==== Raw records ====

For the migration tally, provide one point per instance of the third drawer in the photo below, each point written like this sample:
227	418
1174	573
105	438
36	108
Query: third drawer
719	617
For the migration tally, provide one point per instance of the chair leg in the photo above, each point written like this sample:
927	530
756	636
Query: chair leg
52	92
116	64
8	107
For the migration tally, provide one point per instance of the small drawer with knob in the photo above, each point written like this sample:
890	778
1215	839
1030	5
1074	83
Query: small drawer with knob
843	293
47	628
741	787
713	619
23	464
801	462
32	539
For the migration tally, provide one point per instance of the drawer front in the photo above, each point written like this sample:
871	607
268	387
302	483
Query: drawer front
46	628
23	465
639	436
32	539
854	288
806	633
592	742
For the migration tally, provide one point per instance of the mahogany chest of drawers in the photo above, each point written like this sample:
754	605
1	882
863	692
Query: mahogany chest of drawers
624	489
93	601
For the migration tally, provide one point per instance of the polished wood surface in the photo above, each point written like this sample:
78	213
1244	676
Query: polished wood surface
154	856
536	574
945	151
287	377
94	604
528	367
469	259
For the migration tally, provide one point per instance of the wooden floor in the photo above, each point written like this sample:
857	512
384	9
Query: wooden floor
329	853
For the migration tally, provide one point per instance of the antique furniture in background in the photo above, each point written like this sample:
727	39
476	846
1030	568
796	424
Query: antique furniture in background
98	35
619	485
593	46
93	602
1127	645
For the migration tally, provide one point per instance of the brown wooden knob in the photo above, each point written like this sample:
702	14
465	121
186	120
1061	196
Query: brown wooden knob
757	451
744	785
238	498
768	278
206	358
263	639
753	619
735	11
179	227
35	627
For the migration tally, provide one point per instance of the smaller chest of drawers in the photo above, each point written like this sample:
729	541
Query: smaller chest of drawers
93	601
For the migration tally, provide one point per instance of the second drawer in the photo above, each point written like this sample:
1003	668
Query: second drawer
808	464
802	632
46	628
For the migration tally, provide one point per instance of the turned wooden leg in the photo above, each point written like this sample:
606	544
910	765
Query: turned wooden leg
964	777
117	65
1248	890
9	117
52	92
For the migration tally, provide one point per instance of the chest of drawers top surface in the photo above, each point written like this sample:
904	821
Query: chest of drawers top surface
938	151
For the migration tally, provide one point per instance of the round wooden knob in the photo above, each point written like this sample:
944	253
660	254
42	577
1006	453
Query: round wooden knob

====

*Task:* Transcribe each entry precisely, missing none.

*Correct output:*
For the migration tally, provide one point per instance of the third drawer in the photo below, each point written like this sample:
227	418
1174	573
105	438
36	108
Query: third drawer
719	617
For the migration tally, provide one point per instance of the chair leg in the photo above, each point written like this sample:
927	530
756	636
Query: chair leg
52	92
116	64
8	107
For the migration tally, provide one point per instance of the small drawer with knob in the photo above, each point written like this sample:
890	778
1215	839
1030	5
1074	83
Query: small drawer with knob
843	293
47	628
741	787
713	619
23	464
801	462
32	539
For the migration tally, provide one point per instance of the drawer front in the photo above, each point written like this sample:
871	607
268	387
302	483
Query: drawer front
46	628
23	465
639	436
32	539
854	288
806	633
592	742
For the migration tally, provide one point per instance of the mahogany chest of drawers in the photo above, each point written like this sample:
754	605
1	882
863	692
Query: mahogany chest of drawers
624	489
93	601
For the migration tally, provide one point per instance of the polished wood surface in the photo above, each point written like this sample:
78	213
1244	676
Query: polished wood surface
154	856
536	574
945	151
287	377
94	604
528	367
469	259
For the migration tally, provide one point per instance of the wooden floor in the photo above, each point written like this sample:
857	512
384	9
Query: wooden floor
329	853
For the migration tally, provide one point per instance of the antique furniture in background in the photo above, each point written like this sample:
727	39
476	846
1030	568
796	424
Query: antique furniture in background
98	35
619	485
593	46
93	602
1127	645
For the migration tally, provide one point per instance of the brown wooden knob in the photo above, each point written like this sample:
702	14
465	121
186	120
1061	196
Query: brown wooden knob
757	451
744	785
238	498
768	278
206	358
263	639
753	619
735	11
179	227
35	627
For the migration tally, provide one point per instance of the smaller chest of drawers in the photo above, each point written like this sample:
729	541
Query: smaller chest of drawers
93	601
For the migration tally, provide one point per instance of the second drawer in the photo above, each point written like this sample:
1003	668
Query: second drawer
808	464
802	632
46	628
For the migration tally, provide one point per instance of the turned wooden leg in the photo above, each point written like this sample:
606	544
910	765
Query: turned wooden leg
964	777
117	65
1248	890
9	117
52	92
For the migration tally, provide one point per instance of the chest of drawers top surface in the photo above, each point written like this sample:
904	821
Query: chest of drawers top surface
938	151
For the migration tally, provide one point per instance of the round wooden knob in the photo above, each point written like this sample:
944	253
660	254
42	577
1006	453
Query: round wooden knob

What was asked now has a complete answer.